=== DATA FOR THE TASK ===

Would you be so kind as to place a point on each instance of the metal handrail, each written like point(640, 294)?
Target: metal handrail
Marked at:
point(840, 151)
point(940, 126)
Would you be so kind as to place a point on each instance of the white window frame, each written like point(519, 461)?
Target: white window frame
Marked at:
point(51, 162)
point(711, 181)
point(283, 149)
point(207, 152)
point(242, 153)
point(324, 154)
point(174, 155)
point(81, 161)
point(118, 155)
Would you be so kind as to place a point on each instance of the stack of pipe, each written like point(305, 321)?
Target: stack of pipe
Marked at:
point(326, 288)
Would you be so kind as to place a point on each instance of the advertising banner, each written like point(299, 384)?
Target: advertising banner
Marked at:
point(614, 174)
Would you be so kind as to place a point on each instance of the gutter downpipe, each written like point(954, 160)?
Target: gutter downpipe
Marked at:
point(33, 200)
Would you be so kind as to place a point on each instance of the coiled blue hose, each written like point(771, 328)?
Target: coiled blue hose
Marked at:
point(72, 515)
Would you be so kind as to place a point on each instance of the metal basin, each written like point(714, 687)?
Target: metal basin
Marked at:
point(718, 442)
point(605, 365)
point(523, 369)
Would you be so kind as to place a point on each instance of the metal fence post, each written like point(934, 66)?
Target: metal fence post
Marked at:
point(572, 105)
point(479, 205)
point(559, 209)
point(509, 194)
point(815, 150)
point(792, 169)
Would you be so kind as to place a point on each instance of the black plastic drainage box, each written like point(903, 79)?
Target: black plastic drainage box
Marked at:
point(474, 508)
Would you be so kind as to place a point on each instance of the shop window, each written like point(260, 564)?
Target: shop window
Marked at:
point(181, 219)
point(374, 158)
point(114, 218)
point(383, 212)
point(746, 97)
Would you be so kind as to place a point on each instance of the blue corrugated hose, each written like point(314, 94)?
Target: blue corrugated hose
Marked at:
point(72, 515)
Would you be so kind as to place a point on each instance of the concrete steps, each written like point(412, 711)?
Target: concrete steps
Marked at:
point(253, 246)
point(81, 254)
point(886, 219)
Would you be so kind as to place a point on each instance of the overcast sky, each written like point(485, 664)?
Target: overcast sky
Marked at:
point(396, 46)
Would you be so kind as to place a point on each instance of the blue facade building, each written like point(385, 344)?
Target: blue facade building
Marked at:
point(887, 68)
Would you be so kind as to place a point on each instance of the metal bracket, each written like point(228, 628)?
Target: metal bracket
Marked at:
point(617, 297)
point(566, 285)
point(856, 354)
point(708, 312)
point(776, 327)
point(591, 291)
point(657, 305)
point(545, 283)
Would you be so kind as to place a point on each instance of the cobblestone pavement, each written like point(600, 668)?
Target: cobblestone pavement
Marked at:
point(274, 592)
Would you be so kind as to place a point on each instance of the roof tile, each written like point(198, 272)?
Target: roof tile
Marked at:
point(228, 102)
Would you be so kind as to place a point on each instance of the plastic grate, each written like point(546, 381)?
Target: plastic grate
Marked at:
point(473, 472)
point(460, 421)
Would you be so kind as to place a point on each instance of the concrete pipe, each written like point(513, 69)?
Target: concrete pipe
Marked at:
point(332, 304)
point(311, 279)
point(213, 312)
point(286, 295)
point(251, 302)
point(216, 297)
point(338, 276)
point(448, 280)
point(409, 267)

===

DIRECTIONS: Lay out as a numbered list the lines of the records above, from the line containing "like point(305, 321)?" up to and including the line containing "point(474, 508)", leaving out any blank lines.

THE RESULT:
1. Would you be so kind as to place a point on each instance of the stack of pipe, each written like point(305, 321)?
2. Target: stack of pipe
3. Marked at:
4. point(326, 288)
5. Would you be so kind as to place a point on each instance of the advertising banner, each written like point(299, 384)?
6. Target: advertising banner
7. Marked at:
8. point(614, 174)
9. Would you be so kind as to place a point on each instance of the gutter downpipe, each written like point(954, 160)?
10. Target: gutter downpipe
11. Marked at:
12. point(33, 200)
13. Would you be so kind as to place a point on each instance of the coiled blue hose, each written like point(771, 328)?
14. Target: coiled blue hose
15. Marked at:
16. point(72, 515)
17. Would you be so kind as to place a point on each instance of the metal basin, each written like point(714, 687)?
18. Target: metal basin
19. Marked at:
20. point(718, 442)
21. point(605, 365)
22. point(523, 369)
23. Would you be so kind as to place a point on each instance of the metal fence post, each written like point(934, 66)?
24. Target: metal fence post
25. Marked at:
26. point(572, 105)
27. point(479, 205)
28. point(559, 209)
29. point(509, 194)
30. point(815, 150)
31. point(792, 169)
32. Would you be so kind as to place a point on each instance of the black plastic drainage box, each written like point(903, 79)?
33. Target: black plastic drainage box
34. Marked at:
35. point(474, 508)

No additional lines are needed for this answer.